Segment Start: Text block
Chlitina Holding Ltd (麗豐), which sells cosmetics and skincare products under the Chlitina brand, expects revenue to increase 20 percent this year on the back of a growing Chinese market.
The company, which entered China in 1997, had 4,698 salon stores across Taiwan, China and Vietnam as of the end of last month, with China operations accounting for 95 percent of its revenue last year.
“We opened more than 100 stores in the first four months of this year, and we plan to launch 400 to 500 new stores this year,” Chlitina investor relations director Anita Hu (胡安榕) told an investors’ meeting in Taipei on Thursday.
The company generates a majority of its revenue from selling products to its franchise stores.
Its e-commerce platform, Beauty Health Happiness (新美力), is another source of revenue, while sub-brands RnD (璦緹) and Up Lider (雅樸麗德) offer manicures, pedicures and eyelash services, as well as aesthetic medicine products.
“To distinguish us from other cosmetic chain stores, we aim to build a beauty industry by offering cosmetics and aesthetic medicine services,” Hu said.
The company expects to open two aesthetic medicine centers in Shanghai and one in Nanjing by October.
Consolidated revenue in the first four months grew 18.33 percent to NT$1.61 billion (US$51.4 million), compared with NT$1.36 billion in the same period last year, the company said.
Segment End: Text block
Segment Start: Dataset excerpts
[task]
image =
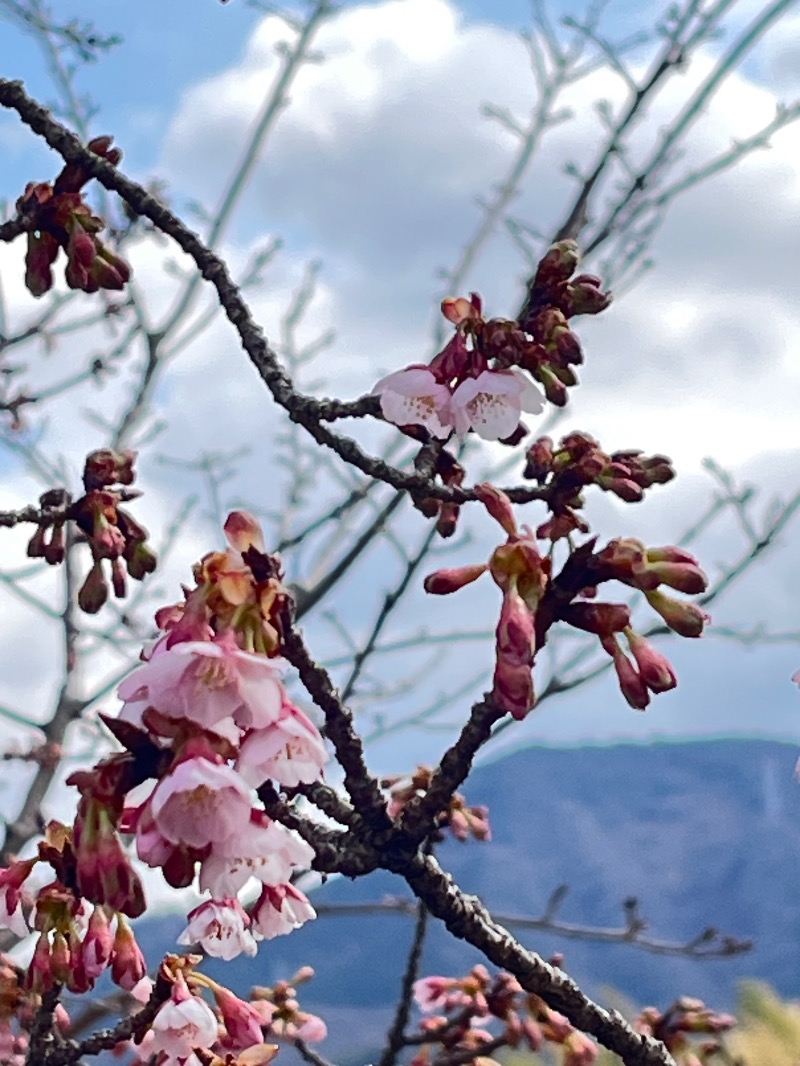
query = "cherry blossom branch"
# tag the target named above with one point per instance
(362, 787)
(107, 1039)
(395, 1037)
(306, 410)
(691, 111)
(708, 943)
(453, 769)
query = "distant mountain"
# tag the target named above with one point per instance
(703, 833)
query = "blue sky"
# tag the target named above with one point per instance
(378, 180)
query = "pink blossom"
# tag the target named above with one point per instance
(414, 397)
(492, 403)
(97, 945)
(280, 909)
(128, 965)
(182, 1023)
(290, 752)
(242, 1020)
(201, 803)
(432, 994)
(13, 895)
(207, 682)
(221, 927)
(265, 850)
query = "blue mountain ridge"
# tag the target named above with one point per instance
(703, 833)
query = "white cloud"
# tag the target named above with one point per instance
(373, 168)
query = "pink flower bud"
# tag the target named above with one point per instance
(94, 592)
(498, 505)
(600, 618)
(513, 681)
(242, 1021)
(686, 619)
(443, 582)
(655, 668)
(128, 966)
(458, 310)
(97, 945)
(38, 260)
(243, 531)
(685, 577)
(632, 684)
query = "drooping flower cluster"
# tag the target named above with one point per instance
(534, 598)
(459, 390)
(464, 1027)
(187, 1031)
(59, 217)
(206, 721)
(110, 531)
(483, 378)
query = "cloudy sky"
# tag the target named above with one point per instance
(373, 172)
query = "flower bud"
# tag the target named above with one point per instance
(600, 618)
(554, 389)
(632, 684)
(443, 582)
(539, 459)
(94, 592)
(655, 668)
(686, 619)
(128, 966)
(513, 681)
(684, 577)
(243, 530)
(498, 505)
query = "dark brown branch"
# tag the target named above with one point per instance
(395, 1037)
(466, 918)
(709, 943)
(339, 728)
(305, 410)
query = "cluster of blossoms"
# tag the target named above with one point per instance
(208, 716)
(483, 378)
(58, 217)
(681, 1024)
(109, 530)
(467, 1006)
(534, 598)
(234, 1032)
(462, 820)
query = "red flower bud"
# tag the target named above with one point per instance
(443, 582)
(686, 619)
(655, 668)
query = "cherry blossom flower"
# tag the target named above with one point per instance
(264, 850)
(221, 927)
(205, 682)
(201, 803)
(492, 403)
(414, 397)
(280, 909)
(242, 1020)
(182, 1023)
(290, 752)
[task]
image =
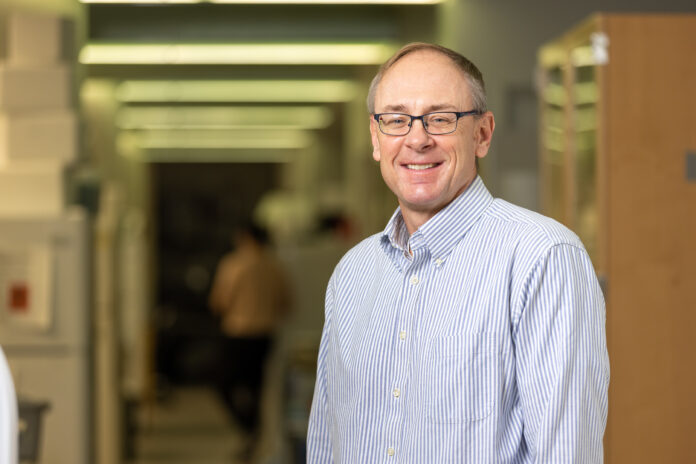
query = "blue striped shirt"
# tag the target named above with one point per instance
(487, 345)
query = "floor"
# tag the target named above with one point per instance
(189, 427)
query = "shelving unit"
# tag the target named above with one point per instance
(617, 137)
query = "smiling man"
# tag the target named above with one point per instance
(470, 330)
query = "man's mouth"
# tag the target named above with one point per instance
(420, 167)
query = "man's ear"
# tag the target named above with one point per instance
(374, 129)
(484, 133)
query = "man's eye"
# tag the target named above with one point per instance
(440, 120)
(394, 121)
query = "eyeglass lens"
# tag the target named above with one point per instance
(435, 123)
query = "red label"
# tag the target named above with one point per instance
(19, 297)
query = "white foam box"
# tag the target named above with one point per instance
(38, 135)
(29, 189)
(35, 87)
(34, 39)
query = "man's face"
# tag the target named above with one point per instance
(426, 172)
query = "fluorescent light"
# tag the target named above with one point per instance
(276, 2)
(214, 117)
(326, 2)
(213, 156)
(274, 91)
(248, 54)
(223, 139)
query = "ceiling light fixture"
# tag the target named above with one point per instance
(238, 54)
(258, 91)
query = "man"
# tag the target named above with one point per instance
(251, 294)
(470, 330)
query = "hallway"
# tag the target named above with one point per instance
(189, 427)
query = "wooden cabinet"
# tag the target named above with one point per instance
(618, 166)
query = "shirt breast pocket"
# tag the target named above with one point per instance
(462, 380)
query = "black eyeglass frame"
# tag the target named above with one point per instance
(459, 114)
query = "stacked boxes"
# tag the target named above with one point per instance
(38, 126)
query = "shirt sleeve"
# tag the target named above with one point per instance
(319, 445)
(562, 362)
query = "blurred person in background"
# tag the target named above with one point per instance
(251, 294)
(470, 330)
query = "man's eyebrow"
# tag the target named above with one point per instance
(395, 108)
(402, 109)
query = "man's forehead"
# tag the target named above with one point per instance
(426, 76)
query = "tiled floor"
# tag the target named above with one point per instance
(190, 427)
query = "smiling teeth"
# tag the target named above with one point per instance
(420, 166)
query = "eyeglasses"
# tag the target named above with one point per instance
(438, 123)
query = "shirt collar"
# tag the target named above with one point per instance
(447, 227)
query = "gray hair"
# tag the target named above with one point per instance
(472, 73)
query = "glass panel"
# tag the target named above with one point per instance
(583, 134)
(554, 100)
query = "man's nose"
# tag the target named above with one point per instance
(418, 138)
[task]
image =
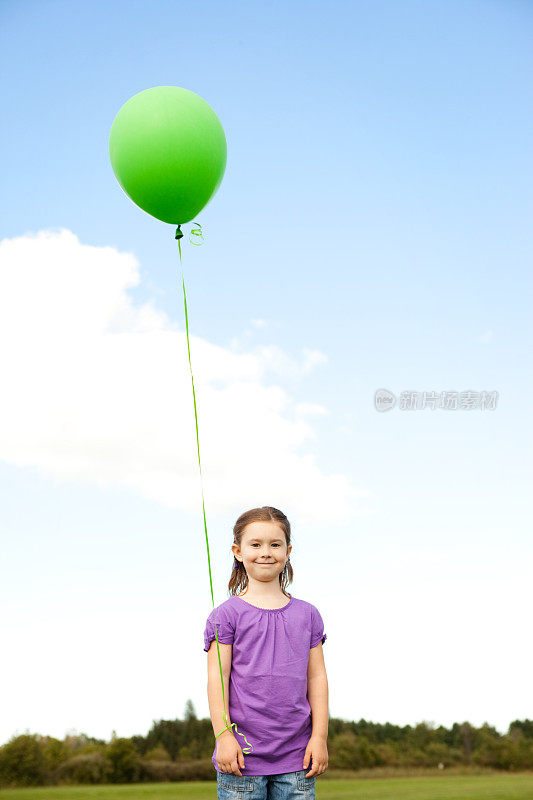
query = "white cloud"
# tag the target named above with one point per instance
(97, 389)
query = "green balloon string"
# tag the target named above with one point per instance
(229, 725)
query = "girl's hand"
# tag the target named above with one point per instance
(318, 751)
(229, 754)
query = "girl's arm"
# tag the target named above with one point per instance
(214, 688)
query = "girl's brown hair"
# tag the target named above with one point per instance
(239, 579)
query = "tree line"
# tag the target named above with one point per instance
(181, 750)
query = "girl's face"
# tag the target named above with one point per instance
(263, 551)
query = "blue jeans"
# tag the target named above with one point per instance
(284, 786)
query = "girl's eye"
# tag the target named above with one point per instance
(276, 544)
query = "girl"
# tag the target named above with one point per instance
(272, 662)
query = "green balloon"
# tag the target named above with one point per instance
(168, 152)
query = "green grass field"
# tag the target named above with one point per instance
(441, 787)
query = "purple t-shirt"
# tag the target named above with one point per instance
(268, 679)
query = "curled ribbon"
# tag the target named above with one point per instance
(179, 235)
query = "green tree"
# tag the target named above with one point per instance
(22, 762)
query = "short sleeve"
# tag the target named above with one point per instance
(317, 628)
(225, 627)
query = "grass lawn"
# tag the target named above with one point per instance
(441, 787)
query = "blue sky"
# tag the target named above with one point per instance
(372, 231)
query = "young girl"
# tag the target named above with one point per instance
(273, 665)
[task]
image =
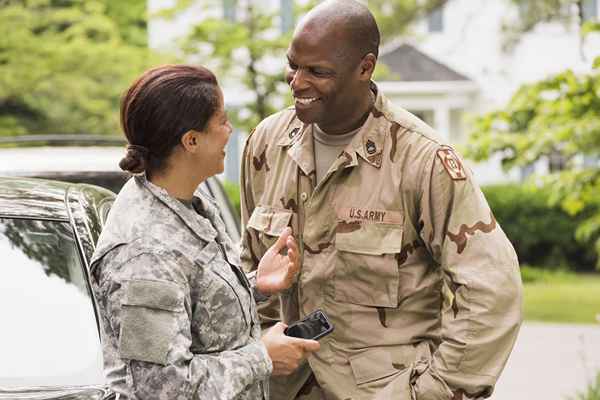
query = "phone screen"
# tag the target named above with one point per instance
(315, 325)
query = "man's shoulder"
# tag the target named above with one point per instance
(414, 129)
(275, 126)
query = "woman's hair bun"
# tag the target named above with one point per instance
(134, 161)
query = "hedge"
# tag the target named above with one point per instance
(542, 235)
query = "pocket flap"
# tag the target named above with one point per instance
(269, 220)
(374, 239)
(161, 295)
(372, 365)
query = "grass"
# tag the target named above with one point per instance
(562, 297)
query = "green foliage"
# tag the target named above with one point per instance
(244, 51)
(531, 274)
(64, 64)
(542, 235)
(251, 49)
(233, 193)
(557, 118)
(592, 392)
Segment End: Dataset excerpts
__Tasks for this exercise__:
**1)** Can you sum up the article on Chlitina in two sentences?
**2)** Output the article on Chlitina from "Chlitina Holding Ltd" to "its franchise stores.".
**3)** Carry the article on Chlitina forward from its final sentence and write what comes next.

__Answers for each item__:
**1)** Chlitina Holding Ltd, which sells cosmetics and skincare products under the Chlitina brand and drew 95 percent of last year's revenue from China, expects revenue to rise 20 percent this year and plans to launch 400 to 500 new stores. Its revenue in the first four months grew 18.33 percent to NT$1.61 billion, and it expects to open two aesthetic medicine centers in Shanghai and one in Nanjing by October.

**2)**
Chlitina Holding Ltd (麗豐), which sells cosmetics and skincare products under the Chlitina brand, expects revenue to increase 20 percent this year on the back of a growing Chinese market.
The company, which entered China in 1997, had 4,698 salon stores across Taiwan, China and Vietnam as of the end of last month, with China operations accounting for 95 percent of its revenue last year.
“We opened more than 100 stores in the first four months of this year, and we plan to launch 400 to 500 new stores this year,” Chlitina investor relations director Anita Hu (胡安榕) told an investors’ meeting in Taipei on Thursday.
The company generates a majority of its revenue from selling products to its franchise stores.

**3)**
Chlitina’s net profit increased 21.63 percent annually to NT$379.55 million in the first quarter, compared with NT$312.05 million a year earlier.
Chlitina chief financial officer Eric Yeh (葉建志) attributed the increase to a government subsidy of 22.44 million yuan (US$3.24 million) that Beijing provides to companies to develop chain store businesses, as well as lower operating expenses last quarter from a year earlier, when it spent NT$500 million on a new office in Shanghai, he said.
However, the amount of the subsidy changes according to companies’ pace of revenue growth, Yeh said.
The subsidy program is expected to continue through 2023, he said.
Earnings per share increased from NT$3.97 to a record NT$4.77 over the same period, while gross margin climbed by 2.32 percentage points to 83.54 percent.
Franchise stores reported a higher gross margin of 84 percent for last quarter, compared with 72 percent for the e-commerce business and 48 percent for aesthe thetic medicine business, the company said.